Rows from a pointing dataset:
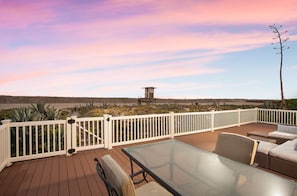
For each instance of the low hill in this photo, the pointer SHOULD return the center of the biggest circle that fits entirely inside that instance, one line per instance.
(8, 102)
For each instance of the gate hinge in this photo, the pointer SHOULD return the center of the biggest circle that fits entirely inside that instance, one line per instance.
(71, 121)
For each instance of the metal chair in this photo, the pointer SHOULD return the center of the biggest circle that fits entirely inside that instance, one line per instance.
(119, 183)
(236, 147)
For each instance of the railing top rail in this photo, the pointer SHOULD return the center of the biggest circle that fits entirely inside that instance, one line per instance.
(139, 116)
(30, 123)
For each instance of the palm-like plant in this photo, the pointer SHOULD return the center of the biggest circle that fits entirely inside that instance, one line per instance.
(36, 112)
(281, 41)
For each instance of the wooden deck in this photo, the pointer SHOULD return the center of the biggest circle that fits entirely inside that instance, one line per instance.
(76, 175)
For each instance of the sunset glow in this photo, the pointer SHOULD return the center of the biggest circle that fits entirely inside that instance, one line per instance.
(113, 48)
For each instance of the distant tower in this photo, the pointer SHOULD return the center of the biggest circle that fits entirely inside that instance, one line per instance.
(148, 95)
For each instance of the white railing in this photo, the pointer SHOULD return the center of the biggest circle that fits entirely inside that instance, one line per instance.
(28, 140)
(132, 129)
(36, 139)
(189, 123)
(4, 145)
(272, 116)
(89, 133)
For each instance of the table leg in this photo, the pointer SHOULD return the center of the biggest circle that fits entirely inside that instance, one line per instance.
(133, 174)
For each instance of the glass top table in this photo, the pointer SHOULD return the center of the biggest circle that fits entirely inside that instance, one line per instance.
(187, 170)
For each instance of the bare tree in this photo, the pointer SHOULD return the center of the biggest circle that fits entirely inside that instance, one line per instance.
(279, 36)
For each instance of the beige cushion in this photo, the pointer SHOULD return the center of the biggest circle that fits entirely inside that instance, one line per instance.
(236, 147)
(265, 147)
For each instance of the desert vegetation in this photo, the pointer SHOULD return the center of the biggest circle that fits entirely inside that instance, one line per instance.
(43, 111)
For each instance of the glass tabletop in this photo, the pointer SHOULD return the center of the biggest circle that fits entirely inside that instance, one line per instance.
(187, 170)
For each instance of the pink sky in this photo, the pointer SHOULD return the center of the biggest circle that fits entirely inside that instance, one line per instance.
(114, 48)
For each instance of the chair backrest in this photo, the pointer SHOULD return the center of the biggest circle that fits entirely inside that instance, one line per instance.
(117, 177)
(110, 189)
(236, 147)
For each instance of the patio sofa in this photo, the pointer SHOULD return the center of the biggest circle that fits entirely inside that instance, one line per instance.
(283, 133)
(262, 154)
(283, 158)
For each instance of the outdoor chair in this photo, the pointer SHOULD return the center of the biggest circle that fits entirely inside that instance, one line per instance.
(236, 147)
(119, 183)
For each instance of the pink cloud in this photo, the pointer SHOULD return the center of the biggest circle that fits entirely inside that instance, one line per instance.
(21, 15)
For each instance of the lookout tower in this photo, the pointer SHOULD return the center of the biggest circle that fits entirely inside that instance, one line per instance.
(148, 95)
(149, 92)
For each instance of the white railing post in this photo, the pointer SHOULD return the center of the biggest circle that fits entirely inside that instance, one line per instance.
(71, 142)
(238, 117)
(5, 144)
(212, 120)
(172, 128)
(107, 131)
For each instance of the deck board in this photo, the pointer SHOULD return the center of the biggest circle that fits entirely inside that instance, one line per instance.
(76, 174)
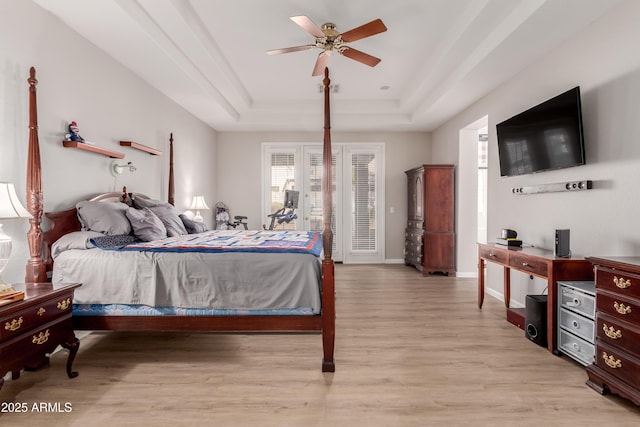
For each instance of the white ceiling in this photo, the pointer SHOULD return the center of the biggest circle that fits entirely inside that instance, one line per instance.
(438, 56)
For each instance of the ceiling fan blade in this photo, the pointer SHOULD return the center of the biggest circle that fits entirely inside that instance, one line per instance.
(308, 25)
(360, 56)
(290, 49)
(321, 64)
(369, 29)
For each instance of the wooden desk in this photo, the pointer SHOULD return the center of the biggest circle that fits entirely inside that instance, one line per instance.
(537, 262)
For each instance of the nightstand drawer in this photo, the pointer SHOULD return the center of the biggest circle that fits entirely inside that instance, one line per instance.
(18, 322)
(576, 347)
(577, 325)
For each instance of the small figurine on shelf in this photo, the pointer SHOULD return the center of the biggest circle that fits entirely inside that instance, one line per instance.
(222, 216)
(74, 133)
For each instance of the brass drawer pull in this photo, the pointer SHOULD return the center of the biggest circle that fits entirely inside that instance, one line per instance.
(611, 361)
(14, 325)
(611, 332)
(621, 283)
(42, 338)
(621, 308)
(64, 304)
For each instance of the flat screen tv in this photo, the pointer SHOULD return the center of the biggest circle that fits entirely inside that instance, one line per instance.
(545, 137)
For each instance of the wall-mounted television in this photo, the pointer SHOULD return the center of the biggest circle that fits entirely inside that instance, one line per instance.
(545, 137)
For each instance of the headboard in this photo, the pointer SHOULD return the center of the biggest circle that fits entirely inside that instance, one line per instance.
(65, 222)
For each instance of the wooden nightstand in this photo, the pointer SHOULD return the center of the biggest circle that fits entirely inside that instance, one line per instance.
(32, 328)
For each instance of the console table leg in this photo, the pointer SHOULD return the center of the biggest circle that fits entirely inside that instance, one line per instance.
(480, 282)
(507, 286)
(73, 344)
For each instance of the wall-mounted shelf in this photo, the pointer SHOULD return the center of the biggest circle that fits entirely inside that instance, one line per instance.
(93, 149)
(141, 147)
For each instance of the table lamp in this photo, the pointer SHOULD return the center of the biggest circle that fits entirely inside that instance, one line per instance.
(10, 208)
(198, 204)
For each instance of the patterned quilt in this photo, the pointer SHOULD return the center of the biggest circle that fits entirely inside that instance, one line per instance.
(222, 241)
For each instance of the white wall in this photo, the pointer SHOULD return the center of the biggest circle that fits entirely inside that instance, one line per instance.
(79, 82)
(240, 183)
(603, 60)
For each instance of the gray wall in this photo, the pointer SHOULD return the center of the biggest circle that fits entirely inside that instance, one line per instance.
(79, 82)
(603, 60)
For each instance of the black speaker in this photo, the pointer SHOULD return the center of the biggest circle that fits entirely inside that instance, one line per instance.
(535, 319)
(562, 247)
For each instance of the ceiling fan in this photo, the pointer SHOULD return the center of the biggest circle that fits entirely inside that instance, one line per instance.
(329, 40)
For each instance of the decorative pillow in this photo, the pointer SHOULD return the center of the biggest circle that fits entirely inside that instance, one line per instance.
(193, 226)
(146, 225)
(73, 240)
(104, 217)
(169, 217)
(140, 203)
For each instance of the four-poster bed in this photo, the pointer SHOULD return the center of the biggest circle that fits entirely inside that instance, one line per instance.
(63, 223)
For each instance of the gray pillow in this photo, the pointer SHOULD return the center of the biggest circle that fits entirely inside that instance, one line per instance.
(104, 217)
(140, 203)
(193, 226)
(146, 225)
(169, 217)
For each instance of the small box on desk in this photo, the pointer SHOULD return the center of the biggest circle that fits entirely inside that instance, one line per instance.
(509, 242)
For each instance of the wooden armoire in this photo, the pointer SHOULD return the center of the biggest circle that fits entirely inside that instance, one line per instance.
(430, 235)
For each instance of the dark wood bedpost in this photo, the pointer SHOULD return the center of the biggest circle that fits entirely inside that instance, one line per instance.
(328, 277)
(36, 269)
(171, 195)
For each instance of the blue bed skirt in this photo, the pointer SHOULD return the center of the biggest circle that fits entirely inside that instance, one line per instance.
(144, 310)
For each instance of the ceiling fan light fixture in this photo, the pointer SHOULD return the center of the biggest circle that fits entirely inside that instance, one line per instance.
(329, 39)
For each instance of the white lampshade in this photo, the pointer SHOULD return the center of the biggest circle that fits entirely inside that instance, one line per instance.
(10, 207)
(198, 203)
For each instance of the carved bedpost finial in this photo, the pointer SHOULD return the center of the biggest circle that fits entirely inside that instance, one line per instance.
(327, 186)
(36, 268)
(171, 194)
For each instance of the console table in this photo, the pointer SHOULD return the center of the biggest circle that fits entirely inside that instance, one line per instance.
(537, 262)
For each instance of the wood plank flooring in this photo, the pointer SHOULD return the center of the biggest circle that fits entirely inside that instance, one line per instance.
(410, 351)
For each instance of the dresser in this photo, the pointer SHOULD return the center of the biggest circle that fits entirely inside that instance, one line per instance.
(576, 320)
(617, 357)
(430, 235)
(32, 328)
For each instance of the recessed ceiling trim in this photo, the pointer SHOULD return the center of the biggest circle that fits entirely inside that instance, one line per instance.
(174, 53)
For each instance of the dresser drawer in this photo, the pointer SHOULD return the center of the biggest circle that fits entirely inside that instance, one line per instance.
(578, 325)
(39, 314)
(576, 347)
(618, 281)
(618, 363)
(495, 255)
(619, 334)
(619, 307)
(415, 224)
(525, 263)
(577, 300)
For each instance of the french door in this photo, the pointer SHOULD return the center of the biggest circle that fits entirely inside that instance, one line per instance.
(358, 194)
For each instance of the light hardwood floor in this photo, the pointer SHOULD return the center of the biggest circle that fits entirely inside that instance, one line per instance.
(410, 351)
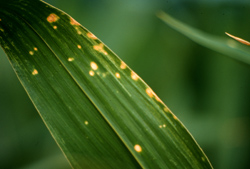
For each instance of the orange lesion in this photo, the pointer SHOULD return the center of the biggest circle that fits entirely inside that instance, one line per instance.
(52, 18)
(100, 48)
(238, 39)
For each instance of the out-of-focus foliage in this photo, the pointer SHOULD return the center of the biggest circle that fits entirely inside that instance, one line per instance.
(209, 92)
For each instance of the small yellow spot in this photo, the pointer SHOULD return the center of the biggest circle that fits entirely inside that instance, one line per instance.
(71, 59)
(52, 18)
(123, 65)
(35, 72)
(134, 76)
(100, 49)
(91, 35)
(74, 22)
(91, 73)
(138, 148)
(93, 65)
(117, 75)
(31, 52)
(150, 92)
(165, 109)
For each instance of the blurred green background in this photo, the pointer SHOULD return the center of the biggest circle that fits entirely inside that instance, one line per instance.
(208, 91)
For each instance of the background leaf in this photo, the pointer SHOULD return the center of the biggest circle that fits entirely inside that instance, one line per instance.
(95, 107)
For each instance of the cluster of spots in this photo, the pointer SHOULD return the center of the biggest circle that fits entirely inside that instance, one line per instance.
(100, 48)
(34, 72)
(138, 148)
(32, 52)
(52, 18)
(164, 125)
(91, 36)
(94, 66)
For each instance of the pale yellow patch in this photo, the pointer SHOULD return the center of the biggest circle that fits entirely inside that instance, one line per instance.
(31, 52)
(100, 48)
(35, 72)
(91, 35)
(149, 92)
(117, 75)
(91, 73)
(93, 65)
(134, 76)
(123, 65)
(71, 59)
(138, 148)
(74, 22)
(52, 18)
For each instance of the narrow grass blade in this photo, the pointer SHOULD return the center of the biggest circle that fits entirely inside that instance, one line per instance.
(101, 114)
(225, 46)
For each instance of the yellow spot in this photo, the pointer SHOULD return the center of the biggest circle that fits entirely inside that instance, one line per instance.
(239, 39)
(138, 148)
(117, 75)
(100, 49)
(35, 72)
(74, 22)
(150, 92)
(134, 76)
(31, 52)
(70, 59)
(93, 65)
(123, 65)
(91, 35)
(52, 18)
(91, 73)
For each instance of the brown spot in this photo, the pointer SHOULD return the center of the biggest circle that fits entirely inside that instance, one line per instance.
(35, 72)
(74, 22)
(149, 92)
(117, 75)
(52, 18)
(123, 65)
(134, 76)
(138, 148)
(91, 36)
(93, 65)
(100, 48)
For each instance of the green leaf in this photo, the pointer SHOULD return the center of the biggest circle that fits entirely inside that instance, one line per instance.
(100, 113)
(225, 46)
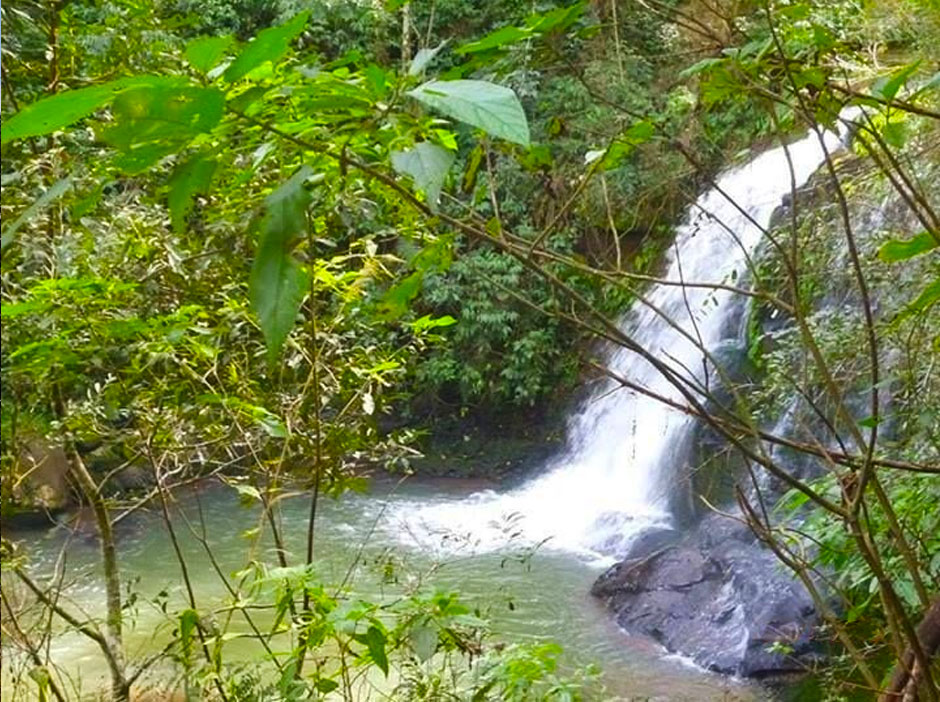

● **Instructions for the task**:
Gather every line of the entries above that contains the string "deck". Copy each of those lines in full, keeping the order in which they appear.

● **The completed task**:
For each instance of the wooden deck in this photo, the pointer SHOULD return the center of the biggest circle that fits entirely inside that instance, one line per instance.
For each instance of the deck board in this photo, the pointer SHOULD return the center of the biggest circle that fits entirely inside that instance, one line per instance.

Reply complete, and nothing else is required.